PAGE TEXT:
For what it’s worth, when we were exploring, we always did the exploration by ship.

If you’re still in a karve (the one that needs bronze), stay out of the ocean at night and avoid the plains fullstop, but everything else is fine.

If you have the longboat, you can outrun the sea serpents if you have favourable wind, and if you can’t outrun the deathsquitos, they’re most likely to bash themselves to death on your hull (but it’s not guaranteed, so having enough food buffs to survive a hit or two doesn’t go amiss).

So we bring a quick retrieval kit with us: A portal, a bench, and enough wood to throw up a quick wall. The bench has the added effect of keeping monster spawns some distance away so you get a bit of breathing room, and the wall buys you a little more time to decide if it’s worth it AND keeps monsters from immediately smashing up your bench, as that’s usually their first target.

Once you’ve got that minifort, you can then proceed to explore as you wish. I often went stealthily with a decent shield and troll armour; if you know a deathsquito is coming, you can just stand with your shield out, let them hit it, and then stick 'em with a decent sticker. If you can’t just sneak around anything else, you can certainly outrun them.

That’s helpful! I don’t know if I’ve upgraded my shield in awhile, I’ll check tonight. The problem with deathquitos and my longship is when I accidentally sail into the mouth of a river thinking it’s an inlet between islands; I’m freaking terrible at turning the ship around. Didn’t realize they could kill themselves on the hull. That’s helpful knowledge.

I’ve not been carrying a mini-fort with me, but I think I’ll start. My longship’s storage is full of junk right now and I need to clean it out at some point.

Last night I realized I’m an idiot, again. I’ve been exploring the mountains repeatedly, and dying repeatedly, and not finding any silver. Eventually I returned to the swamp to farm iron so I could upgrade my pickaxe, and on a lark I clicked on the wishbone.

Uh, yeah. When you die, it, like everything else, unequips, and you have to manually re-equip it. I hadn’t done so after my first death, and so I’ve spent an hour or three traipsing across the mountains without having it equipped.

Oh well. Back to the mountains tonight!

I don’t know… I like it. And I typically don’t like crafting/building games, especially when there are survival aspects to them. They’re typically too grindy for me in relation to the in-game progress.

Valheim is a bit different- the pacing of your technological advancements and moving up through the biomes is extremely well done- it starts out hard, then gets pretty steadily easier as you learn and build better stuff. I haven’t really felt like I’m beating my head against a wall yet, unlike so many other games.

That and this game seems to REALLY be geared toward group play versus solo play. It’s a whole lot easier with 2-3 compatriots than it is solo.

Yeah, my brother got me into it, but I haven’t been able to schedule time to play with him (he’s starting a new job and moving to a new city, so life’s busy). I really look forward to sailing a longship with a full crew.

Solo? Its 100% a grind at certain places. That could be another adjustment: I wonder if they could pull a Diablo, and increase the difficulty/number of monsters based on the number of players in an area.

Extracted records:
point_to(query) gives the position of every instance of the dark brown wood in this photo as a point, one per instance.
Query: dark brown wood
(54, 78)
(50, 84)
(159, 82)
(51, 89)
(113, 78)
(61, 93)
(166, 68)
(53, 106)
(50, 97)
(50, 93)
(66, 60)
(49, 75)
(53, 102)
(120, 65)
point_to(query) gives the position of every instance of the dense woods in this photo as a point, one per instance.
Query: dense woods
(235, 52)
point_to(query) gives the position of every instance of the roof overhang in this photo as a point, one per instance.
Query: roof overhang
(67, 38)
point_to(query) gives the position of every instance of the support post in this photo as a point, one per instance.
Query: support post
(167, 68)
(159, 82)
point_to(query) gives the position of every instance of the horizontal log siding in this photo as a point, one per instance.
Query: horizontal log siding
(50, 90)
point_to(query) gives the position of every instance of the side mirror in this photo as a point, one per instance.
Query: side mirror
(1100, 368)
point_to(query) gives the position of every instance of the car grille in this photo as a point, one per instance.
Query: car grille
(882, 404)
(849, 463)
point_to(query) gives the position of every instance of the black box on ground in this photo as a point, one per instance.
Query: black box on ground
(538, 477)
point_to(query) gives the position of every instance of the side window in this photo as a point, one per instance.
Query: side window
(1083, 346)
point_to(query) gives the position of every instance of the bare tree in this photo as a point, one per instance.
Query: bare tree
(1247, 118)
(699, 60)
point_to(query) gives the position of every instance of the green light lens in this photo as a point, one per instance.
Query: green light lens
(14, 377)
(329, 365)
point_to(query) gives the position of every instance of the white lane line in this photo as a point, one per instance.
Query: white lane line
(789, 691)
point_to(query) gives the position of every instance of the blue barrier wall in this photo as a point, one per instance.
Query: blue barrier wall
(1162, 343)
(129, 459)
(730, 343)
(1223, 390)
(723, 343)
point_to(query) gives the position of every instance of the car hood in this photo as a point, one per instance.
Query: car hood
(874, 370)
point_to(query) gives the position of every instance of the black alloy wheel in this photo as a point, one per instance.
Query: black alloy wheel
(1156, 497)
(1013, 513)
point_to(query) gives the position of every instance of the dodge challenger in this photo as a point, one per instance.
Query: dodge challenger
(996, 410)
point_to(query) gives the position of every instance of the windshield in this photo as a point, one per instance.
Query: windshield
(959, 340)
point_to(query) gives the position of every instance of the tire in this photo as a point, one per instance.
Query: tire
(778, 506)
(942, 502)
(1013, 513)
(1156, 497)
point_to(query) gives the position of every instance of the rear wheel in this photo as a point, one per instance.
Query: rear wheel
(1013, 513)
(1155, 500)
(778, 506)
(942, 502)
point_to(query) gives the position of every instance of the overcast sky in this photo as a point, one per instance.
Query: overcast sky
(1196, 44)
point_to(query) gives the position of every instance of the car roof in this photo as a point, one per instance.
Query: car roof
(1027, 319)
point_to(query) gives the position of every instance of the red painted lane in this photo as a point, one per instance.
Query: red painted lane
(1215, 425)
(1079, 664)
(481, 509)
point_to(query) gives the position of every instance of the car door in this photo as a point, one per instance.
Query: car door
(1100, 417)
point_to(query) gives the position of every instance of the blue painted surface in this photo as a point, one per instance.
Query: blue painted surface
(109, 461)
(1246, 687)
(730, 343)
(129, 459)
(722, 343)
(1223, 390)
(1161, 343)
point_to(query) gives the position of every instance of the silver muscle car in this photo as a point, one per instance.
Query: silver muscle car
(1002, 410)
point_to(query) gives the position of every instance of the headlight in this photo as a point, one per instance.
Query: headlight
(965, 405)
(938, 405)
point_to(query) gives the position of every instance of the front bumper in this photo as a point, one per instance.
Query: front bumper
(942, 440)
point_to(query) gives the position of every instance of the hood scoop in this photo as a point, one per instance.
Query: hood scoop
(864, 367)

EXERCISE GOAL:
Continue the Valheim discussion, picking up after its last sentence. The extracted items are separate material and are not part of the Valheim discussion.

IN RESPONSE:
I fully admit it’s grindy playing solo. But as a team, it’s surprisingly not. A big piece of it is that you can divide up the labor- one person goes and hunts/gathers, another chops wood, while the third may be building the new longhouse or stretch of wall or whatever.

And it kind of lets you scratch your itches in that way- I have a buddy who’s ALL about the building- he loves actually building cool and pretty buildings. For some reason, I dig the farming and hunting. And our third seems to be more of an explorer. So we’ll all do our own things for a while, and then we’ll get together for a sunken crypt crawl for some scrap iron, and then bring it back in shifts. Then back to what we were doing, etc… Periodically we’ll go viking, and see what’s nearby.

For whatever reason, and for us, it’s neither high pressure nor grindy. It seems like we always get something useful and new done each session, which is nice and a big change from a lot of games (especially MMORPGs) where it seems like I can play a couple of hours and not have materially done anything to advance my character or anything else.

Been playing a ridiculous amount the last two weeks. Progress is slow, but I’m getting there. After visiting multiple mountains and mining well over 300 silver (maybe 400? 500?), and upgrading most of my gear, and getting stacks of hundreds of arrows (poison, obsidian, even needle), I finally and trepidatiously summoned Moder, expecting a fight even nastier than Bonemass.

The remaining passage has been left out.